Dataset entries
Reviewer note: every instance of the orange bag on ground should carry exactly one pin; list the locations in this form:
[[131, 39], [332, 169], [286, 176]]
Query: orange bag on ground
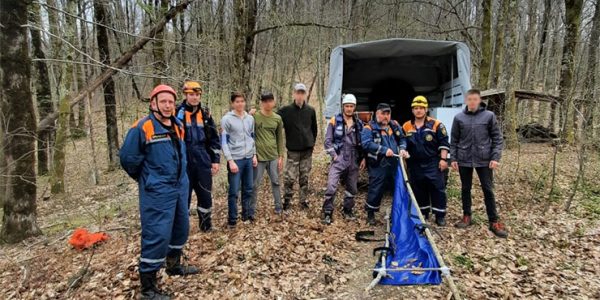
[[83, 239]]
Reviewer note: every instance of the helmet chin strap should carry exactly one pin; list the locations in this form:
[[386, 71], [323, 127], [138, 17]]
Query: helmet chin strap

Exercise brief
Hand back exactly the lines from the one with "Query: orange bag on ground" through the last line of the data above, both ends included, with every picture left out.

Response to this task
Query: orange bag on ground
[[83, 239]]
Reviewer note: every instance of the helmet chin strap should carry exactly one pin; list the locations in this form:
[[386, 71], [323, 127], [138, 17]]
Query: helmet chin strap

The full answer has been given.